Data supplied Start Marker

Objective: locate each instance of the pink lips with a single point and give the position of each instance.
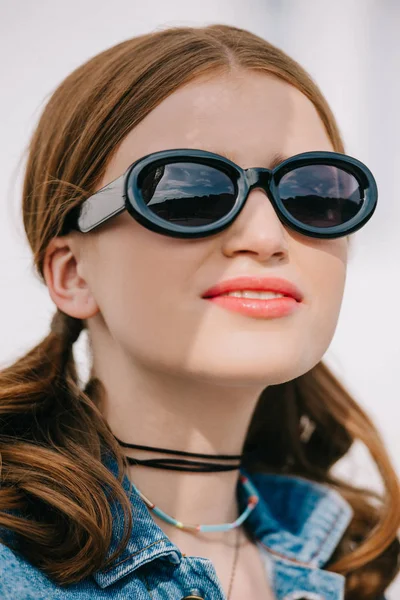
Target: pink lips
(263, 308)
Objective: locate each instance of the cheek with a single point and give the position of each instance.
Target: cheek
(326, 274)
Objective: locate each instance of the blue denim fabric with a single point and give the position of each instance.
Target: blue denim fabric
(297, 525)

Data supplied End Marker

What you need to do ::
Each entry gets copied exactly; the pictures stay out.

Solution to the problem ::
Objective: locate each instance of the pink lips with a single point and give the position of each instance.
Target: pink lips
(263, 308)
Objective: locate each instance of the cheek with a single point and give the position of each instance.
Target: cheek
(326, 274)
Objective: locate each instance of the blue denim fabric with a single point and give the position of each instance.
Target: blue denim fabric
(297, 525)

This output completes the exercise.